* [Work order 1] In the post about representation and stereotypes in characters, what quote does the writer remember as a retort to people with legitimate gripes?
* [Work order 2] Resume the post about representation and stereotypes in characters, picking up right after its final sentence.

Let’s get to part 2 of this series.

I mentioned this in passing, but I remember seeing/hearing this quote which I see as a retort for those who have legitimate gripes with either the lack of (positive) representation or racial stereotypes: “Make your own characters!”. Those same people who say that are those who don’t have to deal with being derogated by their complexion en masse, let’s be honest here. It really shows an entitlement which inadvertently proved that study about TV watching in that previous post right if you really think about it.

Oh, I decided to heed those words, but not for the reasons that they would expect.

Items contained in a dataset
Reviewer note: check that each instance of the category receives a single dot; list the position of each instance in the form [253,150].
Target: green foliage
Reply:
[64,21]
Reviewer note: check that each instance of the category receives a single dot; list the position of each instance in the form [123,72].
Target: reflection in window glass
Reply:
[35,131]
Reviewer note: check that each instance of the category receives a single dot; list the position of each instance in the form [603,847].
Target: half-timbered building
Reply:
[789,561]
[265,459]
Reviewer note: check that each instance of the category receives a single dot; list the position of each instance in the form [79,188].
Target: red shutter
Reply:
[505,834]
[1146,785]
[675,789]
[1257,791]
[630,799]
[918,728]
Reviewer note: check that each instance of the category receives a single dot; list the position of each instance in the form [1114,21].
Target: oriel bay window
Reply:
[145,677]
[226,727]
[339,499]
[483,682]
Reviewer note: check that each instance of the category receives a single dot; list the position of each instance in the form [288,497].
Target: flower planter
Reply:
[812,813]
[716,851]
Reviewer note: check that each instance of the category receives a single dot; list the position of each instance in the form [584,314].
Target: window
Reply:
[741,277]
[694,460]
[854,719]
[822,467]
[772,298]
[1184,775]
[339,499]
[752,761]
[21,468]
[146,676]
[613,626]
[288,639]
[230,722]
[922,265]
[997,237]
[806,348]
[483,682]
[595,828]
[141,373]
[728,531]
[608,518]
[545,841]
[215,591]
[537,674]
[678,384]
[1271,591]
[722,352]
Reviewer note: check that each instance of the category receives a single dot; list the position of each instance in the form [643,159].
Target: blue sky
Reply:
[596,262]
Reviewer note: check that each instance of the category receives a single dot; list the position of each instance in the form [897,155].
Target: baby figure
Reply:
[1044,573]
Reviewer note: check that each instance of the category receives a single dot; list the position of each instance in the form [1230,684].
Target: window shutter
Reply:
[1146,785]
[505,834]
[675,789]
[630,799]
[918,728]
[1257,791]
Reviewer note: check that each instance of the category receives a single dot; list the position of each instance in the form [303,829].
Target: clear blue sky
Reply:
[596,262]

* [Expected answer 1] "Make your own characters!"

* [Expected answer 2]
Some of you know this, but I have written multiple books. I have covered multiple genres and book formats such as novels, novellas, novelettes, and cell phone novels. One of my goals when I started writing the first Revezia book back in 2014 was to come up with multi-ethnic casts. With that particular series, it deconstructs and inverts so many tropes and cliches associated with fantasy, fairy tales, and one might argue a certain “canon” of sorts. The main character of the first book Terminal Rescue is Shamakani. He’s a black prince who leads a search/rescue operation for various healers in the area, is a talented swordsman, and he has a serious attitude even though he can be too serious at times to his detriment (I’m not going to write a Marty Stu character). In that series alone, I have protagonists of all ethnic groups and walks of life and that’s also the same with Hollandus Landing which is the first part of my cell phone novel series (It’s also free if you want. Just saying.). It was exhilarating creating these characters, but even then, I still had to be respectful. I’m thankful to have grown up in a multiracial city and I’ve talked with my friends to see if something was okay or not when it came to writing characters outside of my ethnic persuasion. This may sound cheesy, but I wanted to have that sense of humanity by having dynamic characters who are a certain ethnicity instead of just having their race define them. Trust me, there’s a difference.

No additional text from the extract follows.